Doublets, ladder line and automatic remote tuners

We're back in the old QTH of Wilton, New Hampshire.

Of course the first ham project here has been to get an HF antenna up. I've put up the same multiband doublet I had at Mont Vernon. It's a classic doublet which is a half wavelength long on 80 meters fed in the center with ladder line.

My "shack" is in the basement which presented a bit of a problem of how to get the ladder line in. I have a MFJ window feedthrough but that doesn't work with the small sliding windows in the basement. My solution is to bring the feedline in through a window into the attic where I have a balun and automatic antenna tuner. Coax then goes out the same window, down the side of the house and into the basement. It's working nicely on all bands 80 to 10m (well almost, see below). I've had considerable success working DX on both phone and CW.

Until recently I haven't had much luck with automatic tuners. When I was on the air briefly in 2003 I purchased a SGC SG-239 which worked okay but I didn't have a good antenna. Then when I wanted to get on the air at the Mont Vernon QTH several years later, the SG-239 was pressed into service. It worked for a few hours and then refused to tune. I then decided to buy a LDG Z11-Pro. That worked well for a while until it overheated and burned a coil while operating on 20m CW. LDG happily repaired it under warranty but while it was away, I asked my dad in New Zealand to find and mail me my old MFJ-941D manual tuner. I used that successfully for several years and put the LDG away when it came back repaired. I can't easily use the manual tuner here because I don't have the ladder line coming into the shack like I did in Mont Vernon so I went back to the LDG and it's working well well. It runs on an internal set of AA flashlight batteries. It uses latching relays so it draws very little power except when it tunes but it seldom needs to actually tune because it can return immediately to a previous setting in its memory for that frequency. The batteries can last a couple of years.

Some thoughts on ladder line, doublets etc

My experience is that the center fed doublet with ladder line to a tuner is a great multiband antenna. I think it is sometimes overlooked by new hams who are more likely to turn to the G5RV for multiband use. It's a similar antenna and I don't think there is anything "wrong" with the G5RV so long as people recognize its limitations when trying to use it without a tuner. It can be a subject of heated debates on places like the qrz.com antenna forum. The common configuration for the G5RV is ladder or window line for a certain length and then coax to the shack. People seem to spend a lot of time messing with the length of antenna or feedline trying to get an acceptable SWR on multiple bands. I would much prefer to have ladder line all the way to a tuner and not need to bother too much about measurements.

********************

Exercises:
A. In the post on doublets and ladder line, rewrite everything from "We're back in" down to "with ladder line.", changing "ladder line" to "window line".
B. Answer these questions about the post on doublets and ladder line, one answer per line:
(i) Which tuner overheated and burned a coil while operating on 20m CW?
(ii) What powers the LDG tuner?
(iii) Which antenna does the writer say new hams are more likely to turn to for multiband use?
C. Extend the post on doublets and ladder line past its final sentence.

********************

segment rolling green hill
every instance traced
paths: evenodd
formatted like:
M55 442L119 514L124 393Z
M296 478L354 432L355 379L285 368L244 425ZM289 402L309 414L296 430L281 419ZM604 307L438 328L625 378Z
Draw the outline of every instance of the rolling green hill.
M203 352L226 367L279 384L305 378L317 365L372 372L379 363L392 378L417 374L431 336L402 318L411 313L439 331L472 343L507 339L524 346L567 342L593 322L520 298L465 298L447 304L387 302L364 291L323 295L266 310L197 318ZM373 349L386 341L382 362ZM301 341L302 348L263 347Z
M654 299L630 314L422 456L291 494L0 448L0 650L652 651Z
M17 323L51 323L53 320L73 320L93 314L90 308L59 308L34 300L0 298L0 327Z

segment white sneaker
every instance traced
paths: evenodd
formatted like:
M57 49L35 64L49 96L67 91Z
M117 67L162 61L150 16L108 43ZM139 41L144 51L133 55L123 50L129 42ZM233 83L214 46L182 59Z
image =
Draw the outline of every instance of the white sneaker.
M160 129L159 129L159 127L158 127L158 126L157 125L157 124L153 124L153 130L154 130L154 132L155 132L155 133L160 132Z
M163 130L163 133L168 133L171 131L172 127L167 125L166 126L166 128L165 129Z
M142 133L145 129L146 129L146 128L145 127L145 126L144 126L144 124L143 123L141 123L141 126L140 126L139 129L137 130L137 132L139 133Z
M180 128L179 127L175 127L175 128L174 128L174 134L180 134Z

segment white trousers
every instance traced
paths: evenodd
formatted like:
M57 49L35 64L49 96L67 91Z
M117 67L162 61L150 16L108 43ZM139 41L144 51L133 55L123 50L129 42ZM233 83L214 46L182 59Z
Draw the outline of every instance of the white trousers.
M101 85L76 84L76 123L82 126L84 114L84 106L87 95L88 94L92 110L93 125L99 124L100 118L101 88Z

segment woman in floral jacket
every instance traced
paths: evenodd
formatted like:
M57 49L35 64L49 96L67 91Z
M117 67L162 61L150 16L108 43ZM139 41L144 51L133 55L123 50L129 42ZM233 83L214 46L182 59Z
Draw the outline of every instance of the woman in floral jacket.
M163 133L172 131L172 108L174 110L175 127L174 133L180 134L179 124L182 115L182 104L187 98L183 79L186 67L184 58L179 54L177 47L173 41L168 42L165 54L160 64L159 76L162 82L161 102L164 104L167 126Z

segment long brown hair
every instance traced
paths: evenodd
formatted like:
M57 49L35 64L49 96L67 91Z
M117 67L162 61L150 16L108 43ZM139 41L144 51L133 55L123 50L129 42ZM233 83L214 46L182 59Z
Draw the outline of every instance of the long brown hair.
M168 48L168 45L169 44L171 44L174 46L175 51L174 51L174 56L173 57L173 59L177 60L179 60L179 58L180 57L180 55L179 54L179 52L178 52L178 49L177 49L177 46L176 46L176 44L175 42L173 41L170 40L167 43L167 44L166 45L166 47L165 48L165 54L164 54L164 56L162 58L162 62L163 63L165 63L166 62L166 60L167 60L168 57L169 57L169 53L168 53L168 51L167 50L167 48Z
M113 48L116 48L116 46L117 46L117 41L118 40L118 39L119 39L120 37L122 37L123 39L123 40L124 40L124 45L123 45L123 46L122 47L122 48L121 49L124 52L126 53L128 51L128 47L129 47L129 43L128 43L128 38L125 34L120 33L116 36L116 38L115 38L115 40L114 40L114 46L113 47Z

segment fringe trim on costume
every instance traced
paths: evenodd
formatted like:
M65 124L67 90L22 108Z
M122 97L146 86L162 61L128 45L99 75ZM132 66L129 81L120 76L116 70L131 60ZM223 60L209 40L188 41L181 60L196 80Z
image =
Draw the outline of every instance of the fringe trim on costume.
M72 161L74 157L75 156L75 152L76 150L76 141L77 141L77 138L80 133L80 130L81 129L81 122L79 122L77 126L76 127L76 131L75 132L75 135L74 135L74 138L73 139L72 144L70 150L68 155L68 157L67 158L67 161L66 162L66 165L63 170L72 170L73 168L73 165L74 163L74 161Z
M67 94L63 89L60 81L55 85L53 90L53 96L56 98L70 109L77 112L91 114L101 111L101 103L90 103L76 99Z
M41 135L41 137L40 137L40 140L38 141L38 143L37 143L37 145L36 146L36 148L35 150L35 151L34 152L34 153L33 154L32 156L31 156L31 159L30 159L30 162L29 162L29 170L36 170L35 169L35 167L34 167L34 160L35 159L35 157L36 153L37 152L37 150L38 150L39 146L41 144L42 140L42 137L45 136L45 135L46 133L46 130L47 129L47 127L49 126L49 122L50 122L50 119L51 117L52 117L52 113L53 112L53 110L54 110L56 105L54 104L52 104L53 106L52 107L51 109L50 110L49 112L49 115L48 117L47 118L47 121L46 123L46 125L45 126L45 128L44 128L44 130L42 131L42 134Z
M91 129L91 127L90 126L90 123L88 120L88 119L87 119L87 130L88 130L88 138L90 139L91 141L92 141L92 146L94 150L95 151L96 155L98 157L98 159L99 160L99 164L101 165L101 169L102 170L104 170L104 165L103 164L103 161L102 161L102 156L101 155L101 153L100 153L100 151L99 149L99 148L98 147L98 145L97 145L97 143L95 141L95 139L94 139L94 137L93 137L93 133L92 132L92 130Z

********************

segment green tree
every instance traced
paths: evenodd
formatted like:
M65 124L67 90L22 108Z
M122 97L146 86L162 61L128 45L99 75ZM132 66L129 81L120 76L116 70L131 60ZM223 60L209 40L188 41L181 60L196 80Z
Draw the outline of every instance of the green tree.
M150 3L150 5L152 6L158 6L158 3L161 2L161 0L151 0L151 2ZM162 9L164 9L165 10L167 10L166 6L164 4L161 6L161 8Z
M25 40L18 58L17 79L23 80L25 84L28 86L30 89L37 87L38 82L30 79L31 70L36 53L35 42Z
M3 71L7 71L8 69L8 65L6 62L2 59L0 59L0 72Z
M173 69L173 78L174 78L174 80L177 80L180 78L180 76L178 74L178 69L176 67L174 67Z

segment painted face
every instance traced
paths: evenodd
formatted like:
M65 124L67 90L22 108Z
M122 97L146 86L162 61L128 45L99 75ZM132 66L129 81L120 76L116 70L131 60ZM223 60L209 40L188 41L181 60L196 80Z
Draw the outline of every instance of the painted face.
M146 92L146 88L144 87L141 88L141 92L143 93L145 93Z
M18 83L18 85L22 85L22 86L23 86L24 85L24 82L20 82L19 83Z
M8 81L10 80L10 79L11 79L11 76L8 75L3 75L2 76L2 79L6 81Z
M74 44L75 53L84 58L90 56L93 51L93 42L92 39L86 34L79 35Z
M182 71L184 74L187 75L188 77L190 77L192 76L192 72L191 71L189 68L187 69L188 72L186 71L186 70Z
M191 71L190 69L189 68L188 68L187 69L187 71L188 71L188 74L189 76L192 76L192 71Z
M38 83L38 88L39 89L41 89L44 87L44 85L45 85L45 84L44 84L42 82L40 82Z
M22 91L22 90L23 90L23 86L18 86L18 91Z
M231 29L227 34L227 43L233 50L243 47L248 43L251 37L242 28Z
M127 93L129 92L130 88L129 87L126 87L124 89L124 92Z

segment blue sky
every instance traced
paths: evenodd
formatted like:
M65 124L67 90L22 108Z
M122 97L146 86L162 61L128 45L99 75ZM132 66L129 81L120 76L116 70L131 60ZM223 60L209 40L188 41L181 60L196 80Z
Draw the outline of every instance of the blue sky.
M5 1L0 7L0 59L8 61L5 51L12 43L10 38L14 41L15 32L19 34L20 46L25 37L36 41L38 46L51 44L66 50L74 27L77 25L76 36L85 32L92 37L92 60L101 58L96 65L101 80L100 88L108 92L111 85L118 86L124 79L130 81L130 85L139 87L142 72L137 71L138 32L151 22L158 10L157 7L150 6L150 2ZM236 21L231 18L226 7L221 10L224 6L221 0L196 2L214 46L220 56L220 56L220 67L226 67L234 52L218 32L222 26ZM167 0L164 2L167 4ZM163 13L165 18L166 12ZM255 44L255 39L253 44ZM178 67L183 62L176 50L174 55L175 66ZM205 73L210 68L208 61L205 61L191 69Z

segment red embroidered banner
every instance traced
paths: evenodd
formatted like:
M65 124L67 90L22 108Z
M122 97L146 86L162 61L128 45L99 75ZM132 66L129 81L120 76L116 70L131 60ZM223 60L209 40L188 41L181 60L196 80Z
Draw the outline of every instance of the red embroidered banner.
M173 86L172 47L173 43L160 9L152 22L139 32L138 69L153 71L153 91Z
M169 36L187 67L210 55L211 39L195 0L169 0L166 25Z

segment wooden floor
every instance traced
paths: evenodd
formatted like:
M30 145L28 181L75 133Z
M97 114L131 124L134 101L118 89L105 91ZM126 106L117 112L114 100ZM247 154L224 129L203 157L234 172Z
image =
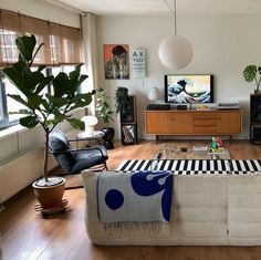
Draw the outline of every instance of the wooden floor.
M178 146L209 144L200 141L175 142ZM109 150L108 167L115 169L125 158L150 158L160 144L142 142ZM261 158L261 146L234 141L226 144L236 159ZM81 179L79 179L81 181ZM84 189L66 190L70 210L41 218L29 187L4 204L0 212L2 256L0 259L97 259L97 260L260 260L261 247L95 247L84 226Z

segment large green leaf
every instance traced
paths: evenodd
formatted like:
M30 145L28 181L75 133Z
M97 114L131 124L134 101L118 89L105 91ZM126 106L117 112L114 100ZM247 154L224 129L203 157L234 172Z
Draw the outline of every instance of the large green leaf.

********************

Task-by-task results:
A.
We're back in the old QTH of Wilton, New Hampshire.

Of course the first ham project here has been to get an HF antenna up. I've put up the same multiband doublet I had at Mont Vernon. It's a classic doublet which is a half wavelength long on 80 meters fed in the center with window line.

B.
(i) The LDG Z11-Pro
(ii) An internal set of AA flashlight batteries
(iii) The G5RV

C.
I cut my doublet to 132 ft (40.2m) mostly because I followed the common instructions that say to make it a half wave on the lowest frequency. I wonder now if I should have made it a little different to avoid extremes of impedence. On 40m it becomes a center fed full wave dipole so the impedence in the center is quite high but despite that, the tuner seems to cope with it. Of course the impedence seen by the tuner depends on the length of the feedline.

I don't mean to imply that the ladder line doublet is the perfect antenna. It's never going to substitute for a beam if you're really into busting pileups while chasing rare dx. It's a compromise and dealing with ladder line requires more care than coax but if you can make it work, it's a great way to have fun on all HF bands with a single wire antenna. The radiation pattern on the higher bands is complex with many lobes like the petals of a flower which means that a game of chance determines whether or not you are "beaming" in the right direction for a particular station. I think the remote automatic tuner is a good way to avoid the hassles of getting ladder line into the shack.

It's important to feed the line in a well balanced way. In earlier times, link coupled tank circuits or tuners were common. Transmitters often had two big insulated terminals on top for feeding ladder line. Not only does the current need to be of equal magnitude, it must also be opposite phase to avoid radiation from the feedline. These days it's more common to use a balun and a single ended tuner. The balun should be a current balun, not a voltage balun. Equal current is important, not equal voltage. If the antenna is perfectly balanced then equal voltage means equal current but in practice no antenna is perfectly balanced. Many tuners have a "balanced" output but it pays to check what is really inside. The balanced output in many lower cost tuners is fed from a rather low quality voltage balun.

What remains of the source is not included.